=== Exercise passage ===

Care Planning

NICE quality standards for diabetes state that people with diabetes should participate in annual care planning which leads to documented agreed goals and an action plan.

Care planning is defined as a process that actively involves people in deciding, agreeing and sharing responsibility for how to manage their diabetes. It aims to help people with diabetes achieve optimal health by partnering with healthcare professionals to learn about, manage, and cope with diabetes and its related conditions in their daily lives.

Care planning is underpinned by the principles of patient-centeredness and partnership. It is an ongoing process of communication, negotiation and joint decision-making in which both the person with diabetes and the healthcare professional(s) make an equal contribution to the consultation. It offers people active involvement in decision making and is more likely to lead to successful self management strategies.

===

Rewrite the care planning text starting at "NICE quality standards" and ending at "an action plan.", changing "annual" to "yearly".

=== Information supplied ===

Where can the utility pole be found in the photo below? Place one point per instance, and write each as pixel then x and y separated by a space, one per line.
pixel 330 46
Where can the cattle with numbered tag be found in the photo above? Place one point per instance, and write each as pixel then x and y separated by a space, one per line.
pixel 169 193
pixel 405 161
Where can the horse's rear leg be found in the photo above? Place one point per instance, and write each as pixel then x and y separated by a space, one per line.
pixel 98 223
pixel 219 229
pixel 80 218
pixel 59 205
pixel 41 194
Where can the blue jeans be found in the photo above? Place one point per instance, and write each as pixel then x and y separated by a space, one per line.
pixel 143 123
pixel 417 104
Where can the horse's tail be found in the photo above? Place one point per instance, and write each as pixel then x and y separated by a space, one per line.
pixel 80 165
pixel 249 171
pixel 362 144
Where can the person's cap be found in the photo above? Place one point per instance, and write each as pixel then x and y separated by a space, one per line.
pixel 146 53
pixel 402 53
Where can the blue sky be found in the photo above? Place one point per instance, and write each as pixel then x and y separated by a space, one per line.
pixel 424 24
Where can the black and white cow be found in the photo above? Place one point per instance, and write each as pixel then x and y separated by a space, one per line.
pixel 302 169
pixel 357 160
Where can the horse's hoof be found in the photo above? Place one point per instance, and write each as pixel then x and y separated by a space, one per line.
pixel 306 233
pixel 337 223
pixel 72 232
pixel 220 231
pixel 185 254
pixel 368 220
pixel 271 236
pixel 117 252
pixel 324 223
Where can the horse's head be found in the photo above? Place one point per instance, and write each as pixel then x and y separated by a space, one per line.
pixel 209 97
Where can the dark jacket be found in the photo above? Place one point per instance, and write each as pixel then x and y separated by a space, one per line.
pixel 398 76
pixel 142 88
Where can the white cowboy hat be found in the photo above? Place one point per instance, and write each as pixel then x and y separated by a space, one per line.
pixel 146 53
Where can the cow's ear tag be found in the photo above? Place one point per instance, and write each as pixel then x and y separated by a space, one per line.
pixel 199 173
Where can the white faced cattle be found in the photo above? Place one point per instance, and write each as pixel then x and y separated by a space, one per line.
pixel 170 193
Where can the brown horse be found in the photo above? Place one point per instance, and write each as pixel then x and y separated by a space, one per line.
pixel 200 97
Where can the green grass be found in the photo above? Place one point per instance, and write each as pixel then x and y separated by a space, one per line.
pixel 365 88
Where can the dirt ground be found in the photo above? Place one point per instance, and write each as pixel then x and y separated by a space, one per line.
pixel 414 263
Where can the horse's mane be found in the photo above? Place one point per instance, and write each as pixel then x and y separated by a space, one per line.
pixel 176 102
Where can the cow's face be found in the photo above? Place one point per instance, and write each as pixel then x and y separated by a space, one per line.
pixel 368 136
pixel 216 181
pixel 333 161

===

_Output for this exercise_.
NICE quality standards for diabetes state that people with diabetes should participate in yearly care planning which leads to documented agreed goals and an action plan.